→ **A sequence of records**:
════════════════════

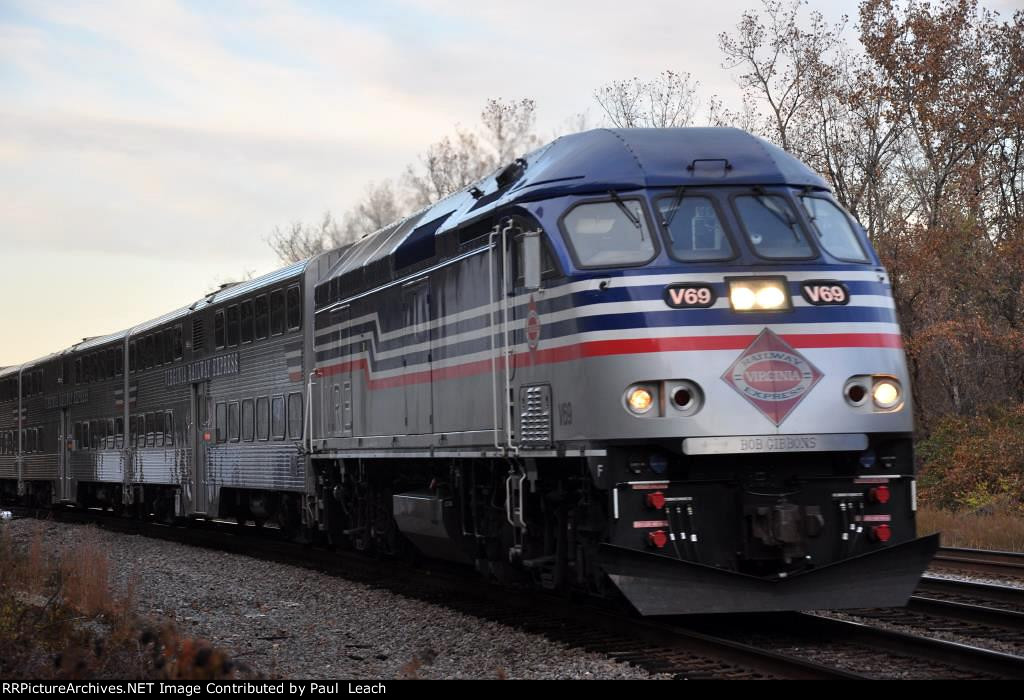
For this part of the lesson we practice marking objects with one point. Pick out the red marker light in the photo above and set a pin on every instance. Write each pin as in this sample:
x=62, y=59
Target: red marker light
x=657, y=538
x=655, y=500
x=882, y=533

════════════════════

→ **Problem to solve**:
Render the lines of the records above as a numbered list, omitting blank lines. Leave the pictures out of your answer.

→ **The result**:
1. For this part of the lesson we practice marking objects with one point. Pick out the red marker light in the photo above and set a pin on every instance. Write each pin as in this sample:
2. x=62, y=59
3. Target: red marker light
4. x=657, y=538
5. x=655, y=500
6. x=882, y=533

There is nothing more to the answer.